◆ Records for the task ◆
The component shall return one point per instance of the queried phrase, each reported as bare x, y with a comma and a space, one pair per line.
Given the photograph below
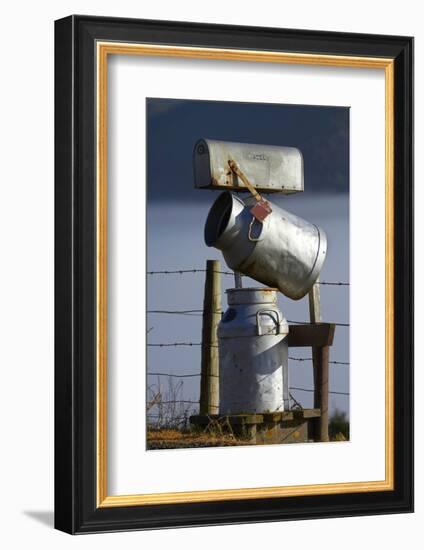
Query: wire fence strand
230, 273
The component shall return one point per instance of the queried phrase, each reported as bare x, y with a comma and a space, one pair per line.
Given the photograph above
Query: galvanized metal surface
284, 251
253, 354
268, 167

* * *

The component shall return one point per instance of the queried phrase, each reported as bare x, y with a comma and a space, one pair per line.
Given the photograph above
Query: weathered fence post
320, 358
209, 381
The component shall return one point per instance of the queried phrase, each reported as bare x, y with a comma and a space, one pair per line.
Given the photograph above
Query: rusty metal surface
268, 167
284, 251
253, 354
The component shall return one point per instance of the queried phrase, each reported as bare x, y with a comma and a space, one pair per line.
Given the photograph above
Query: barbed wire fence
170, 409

◆ Exercise instructions ◆
Please gather every line of the records above that contains the word "Query", and copy each one.

◆ Output for this task ◆
Query: wire fence strand
Query: galvanized metal surface
Query: weathered fence post
Query: rusty metal surface
Query: barbed wire fence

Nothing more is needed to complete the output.